### QUESTIONS À TRAITER
[1] Recopiez le passage du compte rendu de lecture en commençant à « C'est un récit » et en terminant à « et parfois sacrificielle. ».
[2] Relevez tous les noms propres de personnes ou de personnages cités dans le compte rendu de lecture.
[3] Traduisez en anglais cette phrase du compte rendu de lecture : « Il y a un clin d'œil à Rimbaud qui lui aussi vivait dans un autre monde, qui est mort relativement jeune et amputé d'une jambe et aussi celui fait aux républicains espagnols qui pendant la Guerre Civile trouvèrent une mort héroïque et parfois sacrificielle. »

### TEXTE PROPOSÉ

______

C'est un récit simplement écrit, sans fioriture, dans un style épuré, sobre, émouvant et facile à lire, d'une apparente légèreté, découpé en courts chapitres et qui s'accorde bien avec l'esprit de ce roman. C'est plus qu'un simple conte philosophique, c'est véritablement, à travers cette fiction, un hommage à l'amour avec aussi toute la symbolique du cœur qui permet aux malades de survivre et Chus qui est chargé de les transplanter. Au tabou du « festin » répond le serment de silence qui régnait autour de la robe de mariée qu'Adélaïde donne à Victoire malgré la malédiction qu'elle porte en elle.
Il y a un clin d'œil à Rimbaud qui lui aussi vivait dans un autre monde, qui est mort relativement jeune et amputé d'une jambe et aussi celui fait aux républicains espagnols qui pendant la Guerre Civile trouvèrent une mort héroïque et parfois sacrificielle.
En découvrant ce texte et aussi cette romancière qui porte un nom qui n'est inconnu de personne, je n'ai pas pu ne pas penser au dessinateur Reiser (mort en 1983 d'un cancer des os, comme Chus) dont elle est l'épouse et qui a, jeune lui aussi, été fauché par la mort.

______

### DONNÉES PRÉSENTÉES
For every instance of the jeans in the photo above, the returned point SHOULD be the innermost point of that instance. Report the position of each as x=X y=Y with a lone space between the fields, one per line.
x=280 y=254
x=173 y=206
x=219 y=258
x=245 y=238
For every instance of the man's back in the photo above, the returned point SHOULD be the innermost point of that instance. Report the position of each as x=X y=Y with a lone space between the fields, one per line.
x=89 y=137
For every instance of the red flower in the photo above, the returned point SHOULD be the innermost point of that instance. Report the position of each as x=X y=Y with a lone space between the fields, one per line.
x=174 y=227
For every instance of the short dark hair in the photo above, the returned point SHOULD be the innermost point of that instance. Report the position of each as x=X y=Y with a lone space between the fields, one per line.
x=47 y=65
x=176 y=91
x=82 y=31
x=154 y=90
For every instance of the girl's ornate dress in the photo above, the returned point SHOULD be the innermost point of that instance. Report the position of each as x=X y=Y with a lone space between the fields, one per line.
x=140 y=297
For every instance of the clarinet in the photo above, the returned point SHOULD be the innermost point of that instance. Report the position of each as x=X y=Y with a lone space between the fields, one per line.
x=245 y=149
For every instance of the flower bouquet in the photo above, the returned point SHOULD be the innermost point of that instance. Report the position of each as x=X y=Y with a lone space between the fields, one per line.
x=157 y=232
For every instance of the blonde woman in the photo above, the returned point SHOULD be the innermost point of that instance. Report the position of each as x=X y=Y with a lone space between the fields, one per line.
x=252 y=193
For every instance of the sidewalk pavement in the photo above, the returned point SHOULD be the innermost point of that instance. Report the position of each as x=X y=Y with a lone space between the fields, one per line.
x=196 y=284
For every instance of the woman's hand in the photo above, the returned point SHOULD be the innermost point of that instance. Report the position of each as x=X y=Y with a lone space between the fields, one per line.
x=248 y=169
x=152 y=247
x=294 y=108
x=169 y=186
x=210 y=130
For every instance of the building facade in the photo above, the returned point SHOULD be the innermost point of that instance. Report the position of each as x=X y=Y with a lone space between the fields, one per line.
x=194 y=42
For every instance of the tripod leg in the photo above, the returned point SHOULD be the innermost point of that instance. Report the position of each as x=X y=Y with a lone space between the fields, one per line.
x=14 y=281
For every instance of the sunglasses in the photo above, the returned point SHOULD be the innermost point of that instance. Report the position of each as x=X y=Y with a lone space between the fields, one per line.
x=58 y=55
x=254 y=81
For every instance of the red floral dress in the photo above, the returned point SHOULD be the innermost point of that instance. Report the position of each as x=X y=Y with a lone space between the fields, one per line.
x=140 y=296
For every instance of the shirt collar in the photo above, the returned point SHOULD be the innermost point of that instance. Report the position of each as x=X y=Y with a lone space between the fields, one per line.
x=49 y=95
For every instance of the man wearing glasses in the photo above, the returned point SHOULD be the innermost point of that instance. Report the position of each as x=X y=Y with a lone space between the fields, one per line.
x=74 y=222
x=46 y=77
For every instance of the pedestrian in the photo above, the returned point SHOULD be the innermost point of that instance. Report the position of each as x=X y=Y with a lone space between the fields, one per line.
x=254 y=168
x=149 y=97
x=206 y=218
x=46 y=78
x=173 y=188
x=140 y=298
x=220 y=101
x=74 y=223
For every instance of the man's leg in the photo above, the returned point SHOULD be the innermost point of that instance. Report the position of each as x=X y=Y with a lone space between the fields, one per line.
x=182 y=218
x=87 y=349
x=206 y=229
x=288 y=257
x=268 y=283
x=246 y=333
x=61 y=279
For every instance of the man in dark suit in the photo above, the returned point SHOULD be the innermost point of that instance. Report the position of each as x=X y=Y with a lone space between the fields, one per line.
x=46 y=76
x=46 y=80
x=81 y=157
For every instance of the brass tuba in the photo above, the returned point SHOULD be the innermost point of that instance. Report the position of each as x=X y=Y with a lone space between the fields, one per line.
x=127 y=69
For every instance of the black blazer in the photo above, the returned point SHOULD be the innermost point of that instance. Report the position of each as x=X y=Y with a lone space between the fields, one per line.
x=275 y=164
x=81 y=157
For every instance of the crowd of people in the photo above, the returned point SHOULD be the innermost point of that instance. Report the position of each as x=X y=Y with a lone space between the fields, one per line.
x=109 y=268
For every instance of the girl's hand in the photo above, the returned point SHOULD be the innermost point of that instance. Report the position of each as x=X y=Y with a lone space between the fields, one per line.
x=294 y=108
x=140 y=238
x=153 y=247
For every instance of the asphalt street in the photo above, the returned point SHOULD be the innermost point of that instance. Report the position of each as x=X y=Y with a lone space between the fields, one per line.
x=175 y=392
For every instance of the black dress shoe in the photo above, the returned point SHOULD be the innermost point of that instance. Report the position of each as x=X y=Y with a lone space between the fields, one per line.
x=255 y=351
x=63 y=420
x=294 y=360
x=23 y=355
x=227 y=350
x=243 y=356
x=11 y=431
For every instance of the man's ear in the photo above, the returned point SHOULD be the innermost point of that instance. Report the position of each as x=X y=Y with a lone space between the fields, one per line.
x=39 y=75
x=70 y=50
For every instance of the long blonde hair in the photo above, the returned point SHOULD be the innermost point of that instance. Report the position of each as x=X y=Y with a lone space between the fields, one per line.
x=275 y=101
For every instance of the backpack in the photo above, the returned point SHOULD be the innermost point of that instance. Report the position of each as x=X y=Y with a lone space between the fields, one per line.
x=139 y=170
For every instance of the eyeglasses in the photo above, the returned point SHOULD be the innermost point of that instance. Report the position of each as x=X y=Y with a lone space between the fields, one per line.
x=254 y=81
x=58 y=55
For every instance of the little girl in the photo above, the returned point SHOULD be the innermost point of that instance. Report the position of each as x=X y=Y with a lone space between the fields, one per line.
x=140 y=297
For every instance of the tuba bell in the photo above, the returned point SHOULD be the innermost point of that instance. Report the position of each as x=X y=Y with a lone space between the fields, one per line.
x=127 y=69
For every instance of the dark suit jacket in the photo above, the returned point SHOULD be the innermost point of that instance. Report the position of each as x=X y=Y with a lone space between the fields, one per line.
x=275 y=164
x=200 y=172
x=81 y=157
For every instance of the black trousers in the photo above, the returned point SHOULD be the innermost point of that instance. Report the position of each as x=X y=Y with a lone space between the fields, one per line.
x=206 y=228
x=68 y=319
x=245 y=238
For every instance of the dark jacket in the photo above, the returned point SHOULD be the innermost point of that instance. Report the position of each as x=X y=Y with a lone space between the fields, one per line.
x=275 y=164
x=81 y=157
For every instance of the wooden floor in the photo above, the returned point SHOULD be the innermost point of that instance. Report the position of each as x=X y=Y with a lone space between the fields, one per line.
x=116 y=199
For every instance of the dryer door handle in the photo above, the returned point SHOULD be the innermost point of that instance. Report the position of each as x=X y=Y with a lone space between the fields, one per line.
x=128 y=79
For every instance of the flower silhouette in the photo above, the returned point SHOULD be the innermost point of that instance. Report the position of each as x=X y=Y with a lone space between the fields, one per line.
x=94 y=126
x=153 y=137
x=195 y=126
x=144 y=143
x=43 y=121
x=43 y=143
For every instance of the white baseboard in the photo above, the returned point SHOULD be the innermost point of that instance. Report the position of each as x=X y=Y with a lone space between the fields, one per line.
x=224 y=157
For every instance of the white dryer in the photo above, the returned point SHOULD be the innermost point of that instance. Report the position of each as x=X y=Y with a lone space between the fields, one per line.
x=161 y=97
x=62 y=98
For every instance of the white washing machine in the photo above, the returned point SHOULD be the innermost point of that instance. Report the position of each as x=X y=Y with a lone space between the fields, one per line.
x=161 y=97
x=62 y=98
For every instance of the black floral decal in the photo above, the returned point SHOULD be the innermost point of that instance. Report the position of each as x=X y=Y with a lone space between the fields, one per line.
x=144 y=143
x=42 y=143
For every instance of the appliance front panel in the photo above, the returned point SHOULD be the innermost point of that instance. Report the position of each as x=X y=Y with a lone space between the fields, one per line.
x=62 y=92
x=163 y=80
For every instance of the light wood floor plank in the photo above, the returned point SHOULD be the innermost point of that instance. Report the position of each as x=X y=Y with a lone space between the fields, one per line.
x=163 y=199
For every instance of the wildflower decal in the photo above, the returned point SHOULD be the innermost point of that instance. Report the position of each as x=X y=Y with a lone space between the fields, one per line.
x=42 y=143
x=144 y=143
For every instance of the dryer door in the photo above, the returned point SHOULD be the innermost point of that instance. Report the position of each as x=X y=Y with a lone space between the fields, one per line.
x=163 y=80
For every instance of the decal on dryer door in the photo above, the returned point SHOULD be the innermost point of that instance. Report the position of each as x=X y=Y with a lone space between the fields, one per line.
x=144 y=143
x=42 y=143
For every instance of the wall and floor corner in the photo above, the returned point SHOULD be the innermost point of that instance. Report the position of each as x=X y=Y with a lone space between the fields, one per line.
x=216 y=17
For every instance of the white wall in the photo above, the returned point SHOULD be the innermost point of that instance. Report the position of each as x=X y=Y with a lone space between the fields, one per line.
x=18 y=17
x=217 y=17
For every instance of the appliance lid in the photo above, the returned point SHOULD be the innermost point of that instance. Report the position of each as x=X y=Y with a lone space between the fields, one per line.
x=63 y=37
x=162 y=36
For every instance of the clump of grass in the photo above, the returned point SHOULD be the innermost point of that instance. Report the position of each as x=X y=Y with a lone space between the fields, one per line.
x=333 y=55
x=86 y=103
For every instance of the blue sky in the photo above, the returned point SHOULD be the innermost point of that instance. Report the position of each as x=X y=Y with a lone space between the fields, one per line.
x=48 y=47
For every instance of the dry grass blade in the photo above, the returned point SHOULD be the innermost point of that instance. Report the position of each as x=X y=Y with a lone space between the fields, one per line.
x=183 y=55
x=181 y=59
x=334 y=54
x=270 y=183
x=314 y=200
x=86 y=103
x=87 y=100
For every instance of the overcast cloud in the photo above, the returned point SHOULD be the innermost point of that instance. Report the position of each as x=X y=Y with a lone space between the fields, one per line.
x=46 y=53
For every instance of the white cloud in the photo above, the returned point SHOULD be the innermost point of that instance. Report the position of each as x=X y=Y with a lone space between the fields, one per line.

______

### CORRIGÉ
[1]
C'est un récit simplement écrit, sans fioriture, dans un style épuré, sobre, émouvant et facile à lire, d'une apparente légèreté, découpé en courts chapitres et qui s'accorde bien avec l'esprit de ce roman. C'est plus qu'un simple conte philosophique, c'est véritablement, à travers cette fiction, un hommage à l'amour avec aussi toute la symbolique du cœur qui permet aux malades de survivre et Chus qui est chargé de les transplanter. Au tabou du « festin » répond le serment de silence qui régnait autour de la robe de mariée qu'Adélaïde donne à Victoire malgré la malédiction qu'elle porte en elle.
Il y a un clin d'œil à Rimbaud qui lui aussi vivait dans un autre monde, qui est mort relativement jeune et amputé d'une jambe et aussi celui fait aux républicains espagnols qui pendant la Guerre Civile trouvèrent une mort héroïque et parfois sacrificielle.

[2] Chus, Adélaïde, Victoire, Rimbaud, Reiser

[3] There is a nod to Rimbaud, who also lived in another world, who died relatively young and with a leg amputated, and also one to the Spanish Republicans who, during the Civil War, met a heroic and sometimes sacrificial death.